Problem to solve: If a line in the records below holds the string "white", count it; give only the total.

Data shown:
== Segment start ==

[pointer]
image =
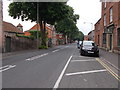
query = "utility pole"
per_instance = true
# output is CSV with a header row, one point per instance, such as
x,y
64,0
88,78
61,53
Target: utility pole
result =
x,y
37,25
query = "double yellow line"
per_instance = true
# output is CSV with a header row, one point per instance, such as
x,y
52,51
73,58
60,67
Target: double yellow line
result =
x,y
108,69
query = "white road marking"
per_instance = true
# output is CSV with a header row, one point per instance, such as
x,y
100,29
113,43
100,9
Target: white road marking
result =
x,y
62,73
9,67
79,56
4,67
55,50
36,57
85,72
83,60
85,80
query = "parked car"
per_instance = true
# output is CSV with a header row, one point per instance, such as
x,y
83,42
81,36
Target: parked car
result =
x,y
88,48
79,44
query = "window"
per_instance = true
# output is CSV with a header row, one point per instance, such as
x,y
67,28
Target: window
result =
x,y
98,39
104,38
111,15
119,37
105,4
104,19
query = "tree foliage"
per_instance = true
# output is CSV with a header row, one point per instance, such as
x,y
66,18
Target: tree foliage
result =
x,y
48,13
68,26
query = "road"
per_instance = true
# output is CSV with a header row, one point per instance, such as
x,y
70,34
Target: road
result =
x,y
60,67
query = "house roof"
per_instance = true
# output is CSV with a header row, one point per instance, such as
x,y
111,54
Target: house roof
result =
x,y
37,26
19,25
8,27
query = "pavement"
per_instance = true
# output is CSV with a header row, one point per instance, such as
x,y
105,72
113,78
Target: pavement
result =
x,y
59,67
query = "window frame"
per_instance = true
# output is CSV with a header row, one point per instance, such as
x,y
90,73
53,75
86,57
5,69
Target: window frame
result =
x,y
118,37
104,38
105,20
111,14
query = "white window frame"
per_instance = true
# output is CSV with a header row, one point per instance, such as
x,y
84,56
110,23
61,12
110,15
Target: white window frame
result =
x,y
104,19
111,14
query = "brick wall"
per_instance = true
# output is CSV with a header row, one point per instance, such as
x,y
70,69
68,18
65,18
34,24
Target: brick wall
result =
x,y
116,22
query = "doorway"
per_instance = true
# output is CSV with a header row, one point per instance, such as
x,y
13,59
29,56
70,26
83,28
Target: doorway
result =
x,y
7,44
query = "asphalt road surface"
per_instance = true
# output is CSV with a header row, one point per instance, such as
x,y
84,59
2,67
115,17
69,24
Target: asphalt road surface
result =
x,y
60,67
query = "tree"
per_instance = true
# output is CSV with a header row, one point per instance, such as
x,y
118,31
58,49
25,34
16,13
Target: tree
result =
x,y
48,13
68,26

== Segment end ==

Solution below: 4